> **Selection**
━━━━━━━━━━

CITY PAPER: What made you decide to open it here in Mt. Pleasant in the Crickentree?
TREY LOFTON: What was available. We looked at lots of different places before we bought this one. Price, availability, location, anything we’ve seen and more, what people might consider more ‘prime’ locations downtown, West Ashley, we felt unreasonably priced. We felt like this was a good opportunity and the fact that we’ve stayed alive for five years in this industry is testament that we probably made a wise choice. Most indie rock music clubs don’t last very long, historically speaking.
CITY PAPER: How do you feel about the live music scene in general here in town?

━━━━━━━━━━

> **Information shown**
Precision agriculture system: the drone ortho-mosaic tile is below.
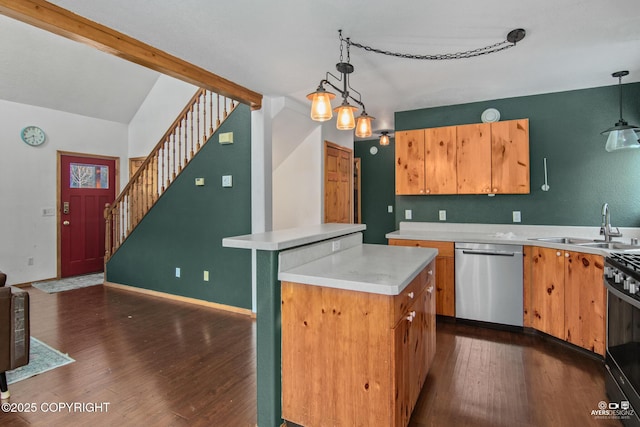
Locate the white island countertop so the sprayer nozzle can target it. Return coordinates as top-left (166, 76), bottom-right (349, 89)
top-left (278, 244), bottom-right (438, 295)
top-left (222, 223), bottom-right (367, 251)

━━━━━━━━━━

> **Problem**
Which stretch of the Mt. Pleasant club interview opens with the words containing "CITY PAPER: What" and closes with "long, historically speaking."? Return that part unchanged.

> **Output for this task**
CITY PAPER: What made you decide to open it here in Mt. Pleasant in the Crickentree?
TREY LOFTON: What was available. We looked at lots of different places before we bought this one. Price, availability, location, anything we’ve seen and more, what people might consider more ‘prime’ locations downtown, West Ashley, we felt unreasonably priced. We felt like this was a good opportunity and the fact that we’ve stayed alive for five years in this industry is testament that we probably made a wise choice. Most indie rock music clubs don’t last very long, historically speaking.